SUPPLIED PASSAGE ->
╔══

During my transition from engaged woman to single mama, I had a handful of awesome women to support me. When I left Little L’s father, I moved in with a dear friend, who happens to be a bit younger than my mom. Two of my sisters lived here in Virginia (the rest of my family is in the Chicago ‘burbs) and were always around. I had my natural midwife, who very holistically asked me about my mental state and how I was adjusting every time I visited her. When I started to have “cramps” from the stress of the changes, I began to see a therapist, also a woman. I rented a house and moved in with another single mother and her young daughter. I became friends with the Pastry Chef at the resort hotel where I worked, who admired my supposed “strength” and was endlessly encouraging. Every time I needed someone to talk to, there was someone there. To help, to listen. I could pick up the phone and vent to any sister, and when I didn’t, they’d call me.
I was going to be a mother. Alone, which I had not planned. But everywhere I turned, I had support.
I know it sounds contradictory: “keeping my unborn child safe”, while becoming pro-choice. It happened out of nowhere, and was a surprise to even me.
At some point, I realized that most women don’t have to be thrown against a wall during pregnancy. Most don’t have a table thrown at them and duck while covering the belly. Of course, as a feisty feminist, I knew this was not “normal” and got out before it became regular behavior.
But I also knew that most women do not have the support network that I had at hand. Most women overall, not just pregnant women in bad situations. If another woman were in my situation, pregnant, how could I ask her to carry the child? That was my choice, yes. But would my choice be different if I had no one?

╚══

WORK INSTRUCTION -> Copy word for word the stretch of the passage about becoming a single mother from "I know it sounds" through "had no one?". Rely solely on the passage about becoming a single mother.

INFORMATION SHOWN ->

╔══

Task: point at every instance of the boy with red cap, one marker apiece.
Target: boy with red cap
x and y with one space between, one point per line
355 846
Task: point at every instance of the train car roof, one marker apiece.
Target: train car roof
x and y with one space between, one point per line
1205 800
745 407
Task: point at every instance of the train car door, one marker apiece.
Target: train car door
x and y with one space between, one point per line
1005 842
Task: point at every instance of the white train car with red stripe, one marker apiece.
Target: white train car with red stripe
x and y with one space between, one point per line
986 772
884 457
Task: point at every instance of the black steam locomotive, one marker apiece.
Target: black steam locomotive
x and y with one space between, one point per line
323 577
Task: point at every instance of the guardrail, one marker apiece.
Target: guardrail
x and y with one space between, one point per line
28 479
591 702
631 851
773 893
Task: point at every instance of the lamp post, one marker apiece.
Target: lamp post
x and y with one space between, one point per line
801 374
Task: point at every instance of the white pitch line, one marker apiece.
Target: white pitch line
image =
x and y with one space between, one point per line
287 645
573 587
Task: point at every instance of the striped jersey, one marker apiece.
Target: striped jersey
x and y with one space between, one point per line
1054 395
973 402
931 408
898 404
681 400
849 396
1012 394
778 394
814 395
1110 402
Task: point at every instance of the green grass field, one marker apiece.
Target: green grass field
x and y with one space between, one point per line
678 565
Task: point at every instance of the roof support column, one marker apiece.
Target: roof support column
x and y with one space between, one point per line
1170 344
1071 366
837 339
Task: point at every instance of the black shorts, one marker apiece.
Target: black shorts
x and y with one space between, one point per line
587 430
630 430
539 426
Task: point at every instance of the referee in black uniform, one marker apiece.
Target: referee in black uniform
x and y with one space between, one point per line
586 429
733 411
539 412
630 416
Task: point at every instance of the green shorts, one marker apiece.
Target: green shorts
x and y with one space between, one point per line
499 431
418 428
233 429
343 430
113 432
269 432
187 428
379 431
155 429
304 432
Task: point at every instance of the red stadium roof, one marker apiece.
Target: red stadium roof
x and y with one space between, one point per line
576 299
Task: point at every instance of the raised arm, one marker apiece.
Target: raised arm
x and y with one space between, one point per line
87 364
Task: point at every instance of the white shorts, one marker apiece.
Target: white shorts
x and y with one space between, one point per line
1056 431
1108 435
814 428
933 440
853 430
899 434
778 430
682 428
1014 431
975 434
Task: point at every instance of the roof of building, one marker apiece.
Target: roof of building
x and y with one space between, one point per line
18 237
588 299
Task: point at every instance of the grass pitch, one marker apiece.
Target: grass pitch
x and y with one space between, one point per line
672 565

╚══

SOLUTION BELOW ->
I know it sounds contradictory: “keeping my unborn child safe”, while becoming pro-choice. It happened out of nowhere, and was a surprise to even me.
At some point, I realized that most women don’t have to be thrown against a wall during pregnancy. Most don’t have a table thrown at them and duck while covering the belly. Of course, as a feisty feminist, I knew this was not “normal” and got out before it became regular behavior.
But I also knew that most women do not have the support network that I had at hand. Most women overall, not just pregnant women in bad situations. If another woman were in my situation, pregnant, how could I ask her to carry the child? That was my choice, yes. But would my choice be different if I had no one?